By Sunil Garodia
First publised on 2026-05-29 11:53:28
To understand why a single courtroom remark by the Chief Justice of India ignited such an eruption, one must understand the world that India's young people inhabit in 2026. It is a world of graduate degrees that do not translate into employment, of competitive examinations that are repeatedly cancelled after papers are leaked, of a jobs market where the queue is long and the door is narrow. Into this world, a judge of the highest court dropped the word 'cockroaches.' It landed on dry tinder.
India produces millions of graduates every year. The Centre for Monitoring Indian Economy has consistently recorded unemployment rates among educated youth that far exceed the national average. Young people who have spent years - and whose families have spent savings, sometimes borrowed - on degrees find themselves waiting: for government exam results that are delayed, for private sector jobs that are scarce, for a foothold in a system that was promised as a meritocracy and is experienced as a lottery. Their frustration is not laziness. It is the rational response to broken promises.
Against this backdrop, the CJI's words - even in the restricted reading he later offered - carried the force of an institutional verdict. Here was the apex court, the institution tasked with protecting citizens' rights, appearing to describe the struggles of young people as a nuisance, their critical voices as an infestation. Whether or not that was his meaning, it was heard as confirmation of a fear that many young Indians carry: that the establishment views them not as citizens with legitimate grievances but as problems to be managed.

[Natural-language object grounding material]

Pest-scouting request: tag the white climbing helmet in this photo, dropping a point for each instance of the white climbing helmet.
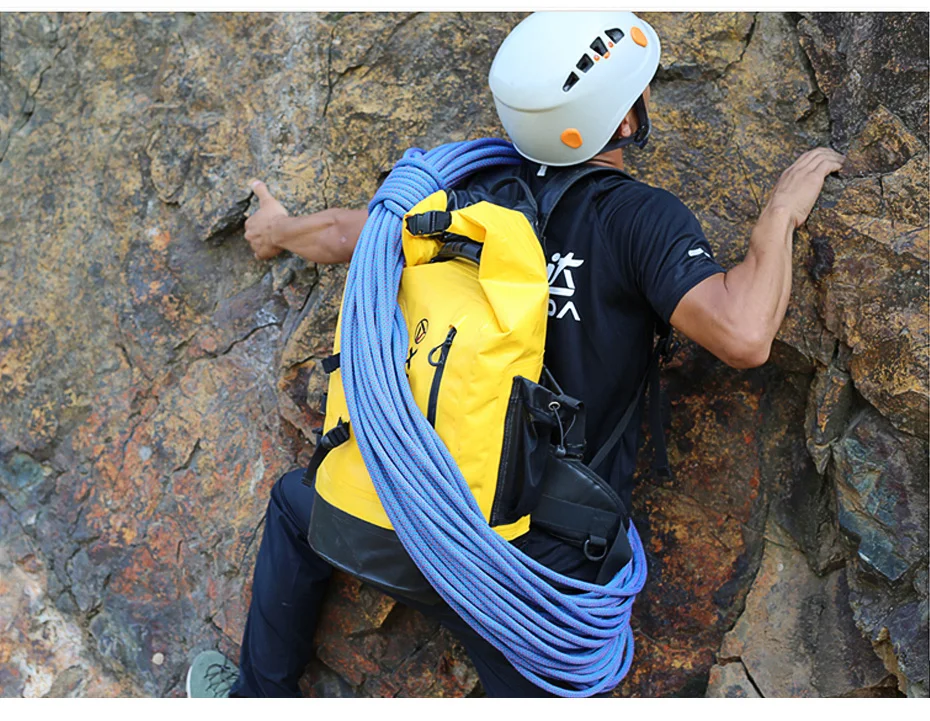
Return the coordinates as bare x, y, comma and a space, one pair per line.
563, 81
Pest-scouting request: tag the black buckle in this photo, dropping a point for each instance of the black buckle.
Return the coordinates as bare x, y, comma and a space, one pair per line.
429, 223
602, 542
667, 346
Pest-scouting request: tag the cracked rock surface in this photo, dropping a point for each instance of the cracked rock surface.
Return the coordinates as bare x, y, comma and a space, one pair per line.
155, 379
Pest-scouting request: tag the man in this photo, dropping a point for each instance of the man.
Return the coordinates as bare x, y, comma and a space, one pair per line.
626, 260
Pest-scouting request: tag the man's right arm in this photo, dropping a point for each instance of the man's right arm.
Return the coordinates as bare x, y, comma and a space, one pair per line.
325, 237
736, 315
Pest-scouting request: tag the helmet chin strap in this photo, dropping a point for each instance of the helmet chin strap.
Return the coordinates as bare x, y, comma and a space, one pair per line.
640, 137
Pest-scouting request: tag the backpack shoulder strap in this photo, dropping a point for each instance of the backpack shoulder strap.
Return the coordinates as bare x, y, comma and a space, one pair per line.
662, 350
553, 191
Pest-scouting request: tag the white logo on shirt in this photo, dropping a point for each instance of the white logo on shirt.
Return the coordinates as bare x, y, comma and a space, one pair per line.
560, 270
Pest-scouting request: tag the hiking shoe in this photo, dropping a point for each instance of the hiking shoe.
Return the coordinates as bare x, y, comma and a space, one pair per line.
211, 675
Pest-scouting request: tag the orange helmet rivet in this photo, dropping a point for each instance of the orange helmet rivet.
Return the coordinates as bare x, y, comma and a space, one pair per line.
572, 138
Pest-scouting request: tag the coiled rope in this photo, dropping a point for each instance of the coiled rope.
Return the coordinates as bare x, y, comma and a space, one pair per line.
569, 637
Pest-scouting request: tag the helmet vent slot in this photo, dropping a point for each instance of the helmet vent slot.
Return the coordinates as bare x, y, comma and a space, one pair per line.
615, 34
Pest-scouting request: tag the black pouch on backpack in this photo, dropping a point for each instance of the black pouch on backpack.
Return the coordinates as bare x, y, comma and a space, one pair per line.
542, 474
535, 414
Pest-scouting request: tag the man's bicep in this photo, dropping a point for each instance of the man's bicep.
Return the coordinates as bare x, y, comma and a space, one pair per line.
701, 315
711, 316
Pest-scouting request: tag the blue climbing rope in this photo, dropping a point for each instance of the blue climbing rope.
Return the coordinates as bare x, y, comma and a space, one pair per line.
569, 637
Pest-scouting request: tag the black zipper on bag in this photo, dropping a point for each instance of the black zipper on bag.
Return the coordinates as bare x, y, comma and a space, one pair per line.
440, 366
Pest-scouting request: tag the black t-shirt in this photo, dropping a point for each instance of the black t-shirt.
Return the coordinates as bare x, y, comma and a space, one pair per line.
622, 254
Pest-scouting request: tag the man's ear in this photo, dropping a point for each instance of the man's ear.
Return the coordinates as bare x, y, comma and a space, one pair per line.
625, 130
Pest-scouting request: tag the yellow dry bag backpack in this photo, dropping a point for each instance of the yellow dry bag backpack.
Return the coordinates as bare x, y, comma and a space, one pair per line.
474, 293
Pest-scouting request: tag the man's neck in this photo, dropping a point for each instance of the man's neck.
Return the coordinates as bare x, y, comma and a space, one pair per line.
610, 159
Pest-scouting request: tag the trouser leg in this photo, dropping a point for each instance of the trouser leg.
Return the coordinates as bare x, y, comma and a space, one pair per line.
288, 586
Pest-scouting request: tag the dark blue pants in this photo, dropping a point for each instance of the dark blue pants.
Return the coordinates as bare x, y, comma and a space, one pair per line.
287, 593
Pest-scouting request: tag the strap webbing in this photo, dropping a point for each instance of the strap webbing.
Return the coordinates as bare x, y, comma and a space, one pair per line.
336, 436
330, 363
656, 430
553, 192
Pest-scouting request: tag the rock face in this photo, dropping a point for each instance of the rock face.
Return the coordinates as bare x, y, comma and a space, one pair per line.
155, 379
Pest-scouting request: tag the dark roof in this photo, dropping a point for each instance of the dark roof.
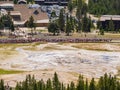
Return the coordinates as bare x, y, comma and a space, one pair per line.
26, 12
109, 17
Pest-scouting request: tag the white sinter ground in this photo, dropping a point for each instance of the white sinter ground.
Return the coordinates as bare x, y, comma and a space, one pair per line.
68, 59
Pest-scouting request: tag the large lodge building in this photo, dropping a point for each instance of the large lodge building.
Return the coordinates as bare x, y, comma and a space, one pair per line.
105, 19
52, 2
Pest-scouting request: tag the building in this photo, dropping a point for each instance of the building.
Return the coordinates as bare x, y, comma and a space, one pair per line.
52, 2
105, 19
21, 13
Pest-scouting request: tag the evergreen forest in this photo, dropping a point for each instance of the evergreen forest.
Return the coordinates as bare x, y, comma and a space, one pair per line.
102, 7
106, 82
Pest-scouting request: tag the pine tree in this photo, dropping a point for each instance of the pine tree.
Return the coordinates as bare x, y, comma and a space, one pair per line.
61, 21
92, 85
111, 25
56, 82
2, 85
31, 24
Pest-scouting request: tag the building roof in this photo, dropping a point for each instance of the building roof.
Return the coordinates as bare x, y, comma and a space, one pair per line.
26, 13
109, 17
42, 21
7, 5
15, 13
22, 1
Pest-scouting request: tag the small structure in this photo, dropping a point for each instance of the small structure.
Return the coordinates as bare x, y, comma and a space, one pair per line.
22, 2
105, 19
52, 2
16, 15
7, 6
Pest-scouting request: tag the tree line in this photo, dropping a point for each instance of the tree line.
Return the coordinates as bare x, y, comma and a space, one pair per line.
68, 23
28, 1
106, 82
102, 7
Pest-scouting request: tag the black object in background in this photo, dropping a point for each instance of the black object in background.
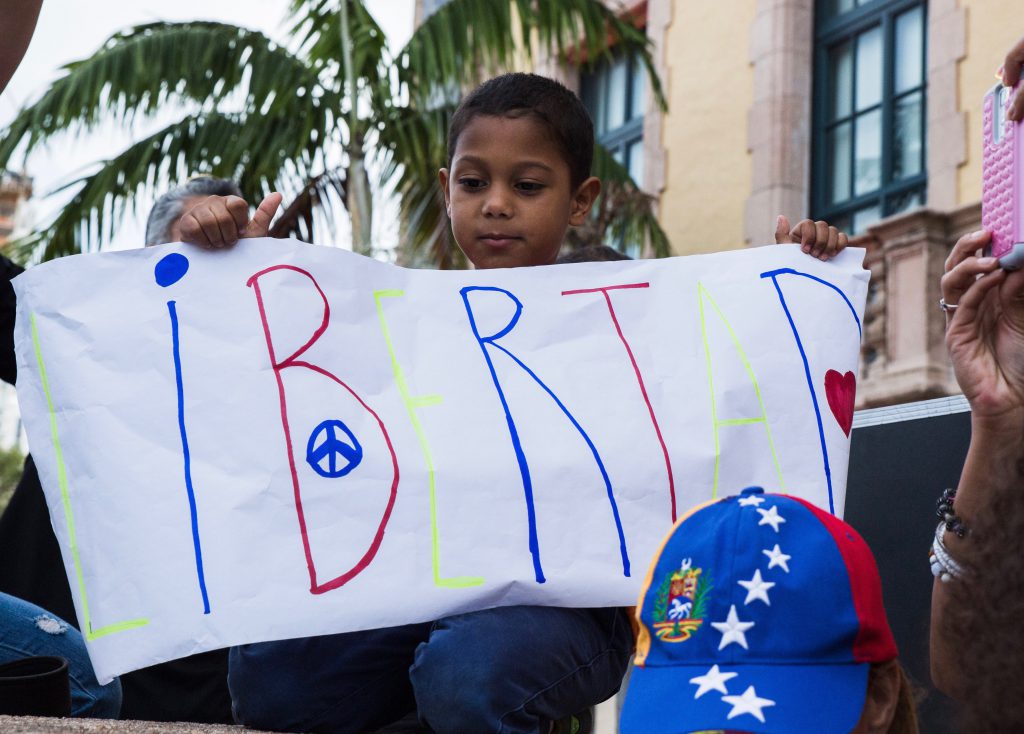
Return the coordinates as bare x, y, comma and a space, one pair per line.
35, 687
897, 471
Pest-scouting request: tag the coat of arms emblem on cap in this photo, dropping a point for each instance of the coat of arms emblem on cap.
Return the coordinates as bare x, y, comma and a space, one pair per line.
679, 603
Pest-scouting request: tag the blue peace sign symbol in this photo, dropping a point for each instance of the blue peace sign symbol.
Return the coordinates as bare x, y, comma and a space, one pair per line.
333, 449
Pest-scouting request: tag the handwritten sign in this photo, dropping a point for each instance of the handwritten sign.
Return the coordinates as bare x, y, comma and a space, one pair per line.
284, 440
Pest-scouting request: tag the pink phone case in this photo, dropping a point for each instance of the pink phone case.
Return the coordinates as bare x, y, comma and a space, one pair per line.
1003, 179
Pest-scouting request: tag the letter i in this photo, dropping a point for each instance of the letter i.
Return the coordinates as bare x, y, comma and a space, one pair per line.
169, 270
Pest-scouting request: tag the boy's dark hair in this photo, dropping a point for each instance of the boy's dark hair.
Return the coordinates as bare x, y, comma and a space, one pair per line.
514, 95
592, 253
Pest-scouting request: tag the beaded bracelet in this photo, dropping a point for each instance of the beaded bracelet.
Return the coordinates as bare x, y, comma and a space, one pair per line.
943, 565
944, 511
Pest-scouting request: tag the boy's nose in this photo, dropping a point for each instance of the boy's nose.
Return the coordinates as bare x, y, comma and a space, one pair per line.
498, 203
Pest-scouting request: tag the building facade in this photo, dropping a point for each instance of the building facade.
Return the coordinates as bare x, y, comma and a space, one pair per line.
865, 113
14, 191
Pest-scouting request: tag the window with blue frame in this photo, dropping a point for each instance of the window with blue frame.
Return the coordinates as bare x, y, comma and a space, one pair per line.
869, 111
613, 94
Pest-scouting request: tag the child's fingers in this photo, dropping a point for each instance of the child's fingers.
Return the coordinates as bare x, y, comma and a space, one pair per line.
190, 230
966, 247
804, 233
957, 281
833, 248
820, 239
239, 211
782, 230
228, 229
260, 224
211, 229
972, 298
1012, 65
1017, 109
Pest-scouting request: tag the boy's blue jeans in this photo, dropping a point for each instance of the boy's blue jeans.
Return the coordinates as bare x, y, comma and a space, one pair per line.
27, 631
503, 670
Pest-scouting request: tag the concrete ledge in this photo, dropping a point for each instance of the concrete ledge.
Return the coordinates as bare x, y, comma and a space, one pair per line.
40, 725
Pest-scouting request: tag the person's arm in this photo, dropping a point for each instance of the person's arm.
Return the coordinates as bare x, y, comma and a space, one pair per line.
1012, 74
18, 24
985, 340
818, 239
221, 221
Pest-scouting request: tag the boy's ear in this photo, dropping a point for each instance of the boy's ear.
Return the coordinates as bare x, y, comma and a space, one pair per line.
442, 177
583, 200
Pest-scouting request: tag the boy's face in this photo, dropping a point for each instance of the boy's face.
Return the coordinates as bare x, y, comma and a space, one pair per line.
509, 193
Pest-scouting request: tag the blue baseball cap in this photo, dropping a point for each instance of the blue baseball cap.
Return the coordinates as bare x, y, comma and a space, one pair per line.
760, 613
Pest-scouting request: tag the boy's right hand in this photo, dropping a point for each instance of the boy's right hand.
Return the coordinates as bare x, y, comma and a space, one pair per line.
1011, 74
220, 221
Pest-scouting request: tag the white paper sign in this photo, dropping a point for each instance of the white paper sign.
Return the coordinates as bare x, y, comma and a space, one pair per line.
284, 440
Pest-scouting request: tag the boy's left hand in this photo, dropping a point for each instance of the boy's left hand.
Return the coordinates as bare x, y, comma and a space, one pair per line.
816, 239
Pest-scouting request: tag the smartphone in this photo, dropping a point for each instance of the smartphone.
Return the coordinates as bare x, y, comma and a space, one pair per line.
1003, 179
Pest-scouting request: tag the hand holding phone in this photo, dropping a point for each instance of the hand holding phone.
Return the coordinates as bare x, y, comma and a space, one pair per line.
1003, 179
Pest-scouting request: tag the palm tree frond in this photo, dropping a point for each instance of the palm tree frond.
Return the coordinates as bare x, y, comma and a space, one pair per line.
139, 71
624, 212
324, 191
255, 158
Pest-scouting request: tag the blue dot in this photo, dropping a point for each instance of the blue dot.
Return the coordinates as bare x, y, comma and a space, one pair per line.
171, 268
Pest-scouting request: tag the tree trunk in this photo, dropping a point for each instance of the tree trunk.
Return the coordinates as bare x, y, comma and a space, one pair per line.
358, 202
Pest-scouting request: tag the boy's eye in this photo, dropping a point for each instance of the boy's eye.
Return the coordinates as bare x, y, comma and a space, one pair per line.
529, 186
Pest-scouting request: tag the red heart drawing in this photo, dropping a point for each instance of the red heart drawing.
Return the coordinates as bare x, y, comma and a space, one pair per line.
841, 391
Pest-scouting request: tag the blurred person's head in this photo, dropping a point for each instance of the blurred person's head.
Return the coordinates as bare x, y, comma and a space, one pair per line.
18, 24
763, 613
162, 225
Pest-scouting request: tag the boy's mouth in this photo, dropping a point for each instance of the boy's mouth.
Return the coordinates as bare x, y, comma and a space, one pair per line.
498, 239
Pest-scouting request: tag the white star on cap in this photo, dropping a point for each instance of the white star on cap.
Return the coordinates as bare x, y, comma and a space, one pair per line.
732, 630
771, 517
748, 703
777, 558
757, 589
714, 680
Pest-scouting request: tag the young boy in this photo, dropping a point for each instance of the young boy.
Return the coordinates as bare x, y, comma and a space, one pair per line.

[WORK INSTRUCTION]
Would you duplicate, verbatim, the part of the above piece on India's young graduates starting with "By Sunil Garodia" and going on through "on dry tinder."?

[COMPLETED TASK]
By Sunil Garodia
First publised on 2026-05-29 11:53:28
To understand why a single courtroom remark by the Chief Justice of India ignited such an eruption, one must understand the world that India's young people inhabit in 2026. It is a world of graduate degrees that do not translate into employment, of competitive examinations that are repeatedly cancelled after papers are leaked, of a jobs market where the queue is long and the door is narrow. Into this world, a judge of the highest court dropped the word 'cockroaches.' It landed on dry tinder.